Object position labeling entries

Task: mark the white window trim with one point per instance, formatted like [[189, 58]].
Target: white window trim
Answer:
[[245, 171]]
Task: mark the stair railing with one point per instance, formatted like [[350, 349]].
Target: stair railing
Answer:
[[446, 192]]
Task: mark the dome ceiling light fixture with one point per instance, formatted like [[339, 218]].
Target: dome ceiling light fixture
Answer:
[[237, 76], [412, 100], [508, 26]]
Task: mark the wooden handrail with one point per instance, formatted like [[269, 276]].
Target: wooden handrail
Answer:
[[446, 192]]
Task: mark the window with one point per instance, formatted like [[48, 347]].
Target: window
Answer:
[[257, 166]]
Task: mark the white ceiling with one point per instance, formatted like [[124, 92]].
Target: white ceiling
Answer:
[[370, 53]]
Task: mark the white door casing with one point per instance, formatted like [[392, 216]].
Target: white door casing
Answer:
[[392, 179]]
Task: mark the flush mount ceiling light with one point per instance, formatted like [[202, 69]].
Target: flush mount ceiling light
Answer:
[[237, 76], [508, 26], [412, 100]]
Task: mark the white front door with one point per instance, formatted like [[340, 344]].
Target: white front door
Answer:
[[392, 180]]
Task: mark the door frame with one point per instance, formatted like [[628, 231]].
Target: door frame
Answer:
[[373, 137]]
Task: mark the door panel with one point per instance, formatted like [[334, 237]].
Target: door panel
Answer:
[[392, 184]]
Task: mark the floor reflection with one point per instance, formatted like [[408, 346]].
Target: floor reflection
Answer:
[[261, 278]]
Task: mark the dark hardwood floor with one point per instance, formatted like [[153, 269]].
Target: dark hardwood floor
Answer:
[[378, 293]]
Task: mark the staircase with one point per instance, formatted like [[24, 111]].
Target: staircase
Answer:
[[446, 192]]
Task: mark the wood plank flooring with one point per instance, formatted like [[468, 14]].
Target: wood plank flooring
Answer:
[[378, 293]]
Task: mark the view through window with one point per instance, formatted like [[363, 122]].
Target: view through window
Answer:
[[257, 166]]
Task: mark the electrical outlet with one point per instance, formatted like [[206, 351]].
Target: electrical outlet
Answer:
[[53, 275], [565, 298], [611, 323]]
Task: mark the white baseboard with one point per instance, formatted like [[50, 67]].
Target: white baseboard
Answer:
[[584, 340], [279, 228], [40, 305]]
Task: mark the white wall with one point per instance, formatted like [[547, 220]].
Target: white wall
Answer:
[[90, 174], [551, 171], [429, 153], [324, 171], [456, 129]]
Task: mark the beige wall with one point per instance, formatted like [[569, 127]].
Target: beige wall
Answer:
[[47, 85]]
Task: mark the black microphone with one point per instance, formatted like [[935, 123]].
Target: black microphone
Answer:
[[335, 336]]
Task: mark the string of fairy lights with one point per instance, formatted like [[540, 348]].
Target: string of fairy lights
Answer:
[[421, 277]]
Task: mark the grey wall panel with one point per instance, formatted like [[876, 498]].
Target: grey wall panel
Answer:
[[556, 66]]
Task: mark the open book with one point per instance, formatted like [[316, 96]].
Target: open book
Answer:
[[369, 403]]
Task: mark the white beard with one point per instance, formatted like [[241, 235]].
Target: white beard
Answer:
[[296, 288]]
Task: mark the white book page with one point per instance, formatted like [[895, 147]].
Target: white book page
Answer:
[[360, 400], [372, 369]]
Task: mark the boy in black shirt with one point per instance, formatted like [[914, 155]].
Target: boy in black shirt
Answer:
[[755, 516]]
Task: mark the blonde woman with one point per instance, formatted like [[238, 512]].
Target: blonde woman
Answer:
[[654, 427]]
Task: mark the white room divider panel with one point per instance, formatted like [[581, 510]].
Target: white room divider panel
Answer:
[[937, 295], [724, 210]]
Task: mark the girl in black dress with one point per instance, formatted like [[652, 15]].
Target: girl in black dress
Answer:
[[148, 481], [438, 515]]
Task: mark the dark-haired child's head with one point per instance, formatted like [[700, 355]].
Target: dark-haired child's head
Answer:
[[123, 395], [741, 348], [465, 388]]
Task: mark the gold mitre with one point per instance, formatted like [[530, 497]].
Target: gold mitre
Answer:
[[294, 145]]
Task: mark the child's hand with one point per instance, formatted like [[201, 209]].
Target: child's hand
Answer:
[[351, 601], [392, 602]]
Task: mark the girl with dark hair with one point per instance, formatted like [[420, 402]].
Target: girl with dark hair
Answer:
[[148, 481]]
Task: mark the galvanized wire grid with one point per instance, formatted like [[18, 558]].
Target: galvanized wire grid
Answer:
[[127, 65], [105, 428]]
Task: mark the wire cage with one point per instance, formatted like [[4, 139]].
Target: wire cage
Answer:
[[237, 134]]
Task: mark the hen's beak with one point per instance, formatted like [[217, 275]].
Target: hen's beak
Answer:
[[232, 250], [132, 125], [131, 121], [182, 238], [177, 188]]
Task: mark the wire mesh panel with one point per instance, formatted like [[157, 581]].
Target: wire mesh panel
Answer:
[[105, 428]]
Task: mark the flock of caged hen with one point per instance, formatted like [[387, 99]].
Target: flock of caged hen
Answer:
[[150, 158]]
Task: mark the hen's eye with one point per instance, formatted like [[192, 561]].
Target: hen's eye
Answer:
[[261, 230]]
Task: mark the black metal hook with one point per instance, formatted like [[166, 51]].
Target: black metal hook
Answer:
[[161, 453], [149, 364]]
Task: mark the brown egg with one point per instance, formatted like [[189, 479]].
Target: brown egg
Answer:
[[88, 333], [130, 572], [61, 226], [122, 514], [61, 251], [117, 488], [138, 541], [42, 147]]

OBJECTIVE
Revise everything from the line containing "Task: mark the electrical" down to the line containing "[[90, 174], [551, 171], [429, 153], [324, 171], [456, 129]]", replacing "outlet" with "socket" and keeping all else the same. Return only those lines.

SOLUTION
Task: mark the electrical socket with one point per instance, formatted like [[206, 351]].
Target: electrical socket
Answer:
[[53, 275], [565, 298], [611, 323]]
Task: mark the white baseboard with one point per instance, formatted like [[50, 67]].
Target: white baseboard
Answer:
[[584, 340], [279, 228], [40, 305]]
Task: mark the white wall with one point per instance, formatted like [[547, 220]].
Target: white wall
Answer:
[[90, 174], [551, 171], [429, 153], [324, 171], [456, 129]]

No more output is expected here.